-- Start --

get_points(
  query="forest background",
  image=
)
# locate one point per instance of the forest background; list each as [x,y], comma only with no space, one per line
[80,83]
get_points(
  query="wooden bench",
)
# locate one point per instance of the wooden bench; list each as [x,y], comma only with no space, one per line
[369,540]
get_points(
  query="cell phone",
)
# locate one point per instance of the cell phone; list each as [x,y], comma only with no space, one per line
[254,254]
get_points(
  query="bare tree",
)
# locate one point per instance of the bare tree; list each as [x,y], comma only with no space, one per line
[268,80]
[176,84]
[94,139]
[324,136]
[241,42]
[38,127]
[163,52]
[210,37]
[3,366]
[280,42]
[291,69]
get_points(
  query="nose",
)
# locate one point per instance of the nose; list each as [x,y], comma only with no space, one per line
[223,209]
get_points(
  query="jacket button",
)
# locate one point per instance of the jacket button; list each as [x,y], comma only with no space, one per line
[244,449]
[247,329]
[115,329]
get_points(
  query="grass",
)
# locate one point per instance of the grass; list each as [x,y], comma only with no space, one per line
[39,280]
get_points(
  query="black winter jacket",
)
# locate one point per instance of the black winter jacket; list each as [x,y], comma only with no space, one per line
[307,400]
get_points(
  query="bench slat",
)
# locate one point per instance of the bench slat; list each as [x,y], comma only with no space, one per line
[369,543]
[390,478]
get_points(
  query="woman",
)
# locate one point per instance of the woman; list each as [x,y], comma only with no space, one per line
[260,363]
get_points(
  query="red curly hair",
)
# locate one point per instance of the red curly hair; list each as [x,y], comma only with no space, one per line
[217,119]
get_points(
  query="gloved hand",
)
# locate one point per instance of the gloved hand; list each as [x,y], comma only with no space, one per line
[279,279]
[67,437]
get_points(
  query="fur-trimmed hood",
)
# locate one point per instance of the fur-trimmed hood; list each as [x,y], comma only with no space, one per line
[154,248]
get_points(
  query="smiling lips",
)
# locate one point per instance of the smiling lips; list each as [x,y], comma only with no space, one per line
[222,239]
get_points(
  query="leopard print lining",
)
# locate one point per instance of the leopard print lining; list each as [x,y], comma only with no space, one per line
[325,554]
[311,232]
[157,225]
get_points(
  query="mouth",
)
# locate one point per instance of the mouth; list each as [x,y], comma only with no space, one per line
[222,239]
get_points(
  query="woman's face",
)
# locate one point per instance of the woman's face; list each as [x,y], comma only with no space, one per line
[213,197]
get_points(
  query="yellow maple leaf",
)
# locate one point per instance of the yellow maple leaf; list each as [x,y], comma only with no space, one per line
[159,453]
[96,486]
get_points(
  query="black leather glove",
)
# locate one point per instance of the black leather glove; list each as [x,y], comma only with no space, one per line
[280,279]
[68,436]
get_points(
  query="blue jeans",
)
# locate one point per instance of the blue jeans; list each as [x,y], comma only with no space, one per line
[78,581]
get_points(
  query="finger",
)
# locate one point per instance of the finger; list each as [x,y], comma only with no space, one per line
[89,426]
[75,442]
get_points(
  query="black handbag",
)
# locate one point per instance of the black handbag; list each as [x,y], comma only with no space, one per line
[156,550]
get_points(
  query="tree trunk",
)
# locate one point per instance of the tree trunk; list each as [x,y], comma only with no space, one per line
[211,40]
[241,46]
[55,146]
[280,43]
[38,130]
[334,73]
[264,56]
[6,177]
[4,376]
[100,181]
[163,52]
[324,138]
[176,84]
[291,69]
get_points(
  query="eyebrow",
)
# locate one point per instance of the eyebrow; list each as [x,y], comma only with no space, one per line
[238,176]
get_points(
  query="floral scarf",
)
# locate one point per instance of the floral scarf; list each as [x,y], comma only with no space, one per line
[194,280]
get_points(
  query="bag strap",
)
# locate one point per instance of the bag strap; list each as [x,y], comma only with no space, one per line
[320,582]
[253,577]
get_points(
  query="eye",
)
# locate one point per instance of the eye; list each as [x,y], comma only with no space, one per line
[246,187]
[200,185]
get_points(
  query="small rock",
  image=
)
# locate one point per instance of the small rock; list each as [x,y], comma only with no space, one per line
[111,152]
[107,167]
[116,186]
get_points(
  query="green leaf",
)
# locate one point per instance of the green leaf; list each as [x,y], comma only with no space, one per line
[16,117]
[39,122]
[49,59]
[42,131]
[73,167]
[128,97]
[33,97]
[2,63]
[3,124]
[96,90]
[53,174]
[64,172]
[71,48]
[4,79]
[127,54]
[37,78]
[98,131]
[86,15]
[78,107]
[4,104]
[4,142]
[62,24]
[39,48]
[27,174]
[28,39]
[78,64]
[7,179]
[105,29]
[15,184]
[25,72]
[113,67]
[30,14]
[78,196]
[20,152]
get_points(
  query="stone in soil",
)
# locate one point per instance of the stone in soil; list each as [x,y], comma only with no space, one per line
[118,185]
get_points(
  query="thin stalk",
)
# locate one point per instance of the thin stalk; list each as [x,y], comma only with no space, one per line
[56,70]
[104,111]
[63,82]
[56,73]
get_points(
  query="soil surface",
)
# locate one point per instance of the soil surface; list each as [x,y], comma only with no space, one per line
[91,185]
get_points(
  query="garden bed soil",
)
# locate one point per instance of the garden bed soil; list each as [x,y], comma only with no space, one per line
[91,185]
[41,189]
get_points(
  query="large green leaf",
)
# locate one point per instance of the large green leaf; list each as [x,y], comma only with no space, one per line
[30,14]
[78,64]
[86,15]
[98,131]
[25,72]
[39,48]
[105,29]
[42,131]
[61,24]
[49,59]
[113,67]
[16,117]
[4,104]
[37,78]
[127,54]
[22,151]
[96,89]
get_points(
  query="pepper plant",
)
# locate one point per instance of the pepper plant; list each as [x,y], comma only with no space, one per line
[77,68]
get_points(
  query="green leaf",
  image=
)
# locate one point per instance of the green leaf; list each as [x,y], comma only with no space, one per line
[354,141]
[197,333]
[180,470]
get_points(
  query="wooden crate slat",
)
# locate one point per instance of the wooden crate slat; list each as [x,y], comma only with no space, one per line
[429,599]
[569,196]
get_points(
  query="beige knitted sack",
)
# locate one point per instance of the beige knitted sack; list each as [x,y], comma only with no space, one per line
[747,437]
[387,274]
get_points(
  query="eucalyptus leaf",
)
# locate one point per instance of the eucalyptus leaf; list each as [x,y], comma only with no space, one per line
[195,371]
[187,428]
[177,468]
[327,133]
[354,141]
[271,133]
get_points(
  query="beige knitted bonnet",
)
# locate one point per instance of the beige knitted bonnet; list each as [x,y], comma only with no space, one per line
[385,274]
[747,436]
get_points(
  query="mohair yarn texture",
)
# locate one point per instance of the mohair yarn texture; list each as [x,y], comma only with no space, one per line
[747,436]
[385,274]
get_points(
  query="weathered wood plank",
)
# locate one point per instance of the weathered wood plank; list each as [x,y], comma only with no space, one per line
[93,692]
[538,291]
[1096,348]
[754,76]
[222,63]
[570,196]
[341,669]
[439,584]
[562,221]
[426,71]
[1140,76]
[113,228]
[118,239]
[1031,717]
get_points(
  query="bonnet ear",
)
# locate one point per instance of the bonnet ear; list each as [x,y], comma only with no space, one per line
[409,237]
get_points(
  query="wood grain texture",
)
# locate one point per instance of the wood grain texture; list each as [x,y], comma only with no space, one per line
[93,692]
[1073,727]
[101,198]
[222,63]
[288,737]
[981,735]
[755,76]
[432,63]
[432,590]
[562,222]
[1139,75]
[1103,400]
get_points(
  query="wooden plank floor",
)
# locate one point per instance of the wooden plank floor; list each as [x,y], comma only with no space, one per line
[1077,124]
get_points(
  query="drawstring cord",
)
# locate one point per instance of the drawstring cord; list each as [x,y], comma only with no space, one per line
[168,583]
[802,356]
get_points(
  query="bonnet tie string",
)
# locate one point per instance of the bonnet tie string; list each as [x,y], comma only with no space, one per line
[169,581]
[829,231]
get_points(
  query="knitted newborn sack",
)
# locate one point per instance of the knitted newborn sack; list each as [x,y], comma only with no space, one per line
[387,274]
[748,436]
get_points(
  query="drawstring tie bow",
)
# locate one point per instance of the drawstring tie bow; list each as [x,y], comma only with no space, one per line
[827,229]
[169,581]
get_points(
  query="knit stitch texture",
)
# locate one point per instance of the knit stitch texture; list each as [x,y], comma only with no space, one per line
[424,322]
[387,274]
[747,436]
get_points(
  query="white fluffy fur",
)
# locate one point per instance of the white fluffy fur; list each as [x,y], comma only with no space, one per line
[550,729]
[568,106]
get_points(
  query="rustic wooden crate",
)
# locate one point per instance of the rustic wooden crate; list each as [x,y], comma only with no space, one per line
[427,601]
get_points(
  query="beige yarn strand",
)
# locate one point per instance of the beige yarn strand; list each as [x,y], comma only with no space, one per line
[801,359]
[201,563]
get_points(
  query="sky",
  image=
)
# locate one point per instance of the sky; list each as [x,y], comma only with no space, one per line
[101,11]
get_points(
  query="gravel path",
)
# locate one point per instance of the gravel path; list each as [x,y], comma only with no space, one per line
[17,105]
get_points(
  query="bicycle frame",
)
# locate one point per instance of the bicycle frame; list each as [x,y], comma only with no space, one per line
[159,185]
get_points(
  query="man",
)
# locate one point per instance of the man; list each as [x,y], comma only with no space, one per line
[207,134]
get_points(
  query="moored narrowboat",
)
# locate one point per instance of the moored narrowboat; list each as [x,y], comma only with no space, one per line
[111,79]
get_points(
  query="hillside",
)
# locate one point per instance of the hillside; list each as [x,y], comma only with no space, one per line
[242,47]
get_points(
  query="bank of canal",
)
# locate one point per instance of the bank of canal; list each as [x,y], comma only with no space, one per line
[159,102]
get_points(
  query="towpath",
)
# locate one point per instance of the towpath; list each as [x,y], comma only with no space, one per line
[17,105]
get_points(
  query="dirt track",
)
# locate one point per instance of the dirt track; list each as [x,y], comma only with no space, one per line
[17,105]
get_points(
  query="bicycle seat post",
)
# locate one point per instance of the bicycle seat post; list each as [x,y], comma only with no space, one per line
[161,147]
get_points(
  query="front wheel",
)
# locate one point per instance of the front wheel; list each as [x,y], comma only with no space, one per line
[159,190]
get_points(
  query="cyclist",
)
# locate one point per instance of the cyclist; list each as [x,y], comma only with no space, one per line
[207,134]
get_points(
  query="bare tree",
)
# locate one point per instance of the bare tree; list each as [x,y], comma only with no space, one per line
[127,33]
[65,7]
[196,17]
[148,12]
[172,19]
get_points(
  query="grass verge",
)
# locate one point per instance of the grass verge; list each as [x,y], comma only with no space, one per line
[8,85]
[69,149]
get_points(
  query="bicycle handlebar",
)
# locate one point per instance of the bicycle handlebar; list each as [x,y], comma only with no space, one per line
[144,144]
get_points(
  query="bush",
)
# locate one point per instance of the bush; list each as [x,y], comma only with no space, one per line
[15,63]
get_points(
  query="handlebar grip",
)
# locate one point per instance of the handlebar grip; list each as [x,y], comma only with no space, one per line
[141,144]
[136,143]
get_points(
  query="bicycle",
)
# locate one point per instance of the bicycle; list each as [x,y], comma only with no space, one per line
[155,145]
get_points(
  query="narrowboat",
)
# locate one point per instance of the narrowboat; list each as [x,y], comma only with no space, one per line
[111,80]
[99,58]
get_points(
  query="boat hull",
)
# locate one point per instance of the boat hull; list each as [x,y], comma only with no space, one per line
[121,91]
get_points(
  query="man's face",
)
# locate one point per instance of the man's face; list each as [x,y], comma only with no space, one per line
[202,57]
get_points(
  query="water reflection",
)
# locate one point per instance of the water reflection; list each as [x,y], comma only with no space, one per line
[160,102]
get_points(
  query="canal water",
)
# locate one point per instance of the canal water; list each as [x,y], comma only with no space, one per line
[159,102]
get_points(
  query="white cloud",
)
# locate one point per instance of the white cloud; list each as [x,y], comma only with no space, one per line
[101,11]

-- End --

- YOUR OBJECTIVE -
Count the lines in the material above that contain the string "grass", treating uppercase and lowercase as different, and give only that number.

- EXERCISE RESPONSE -
4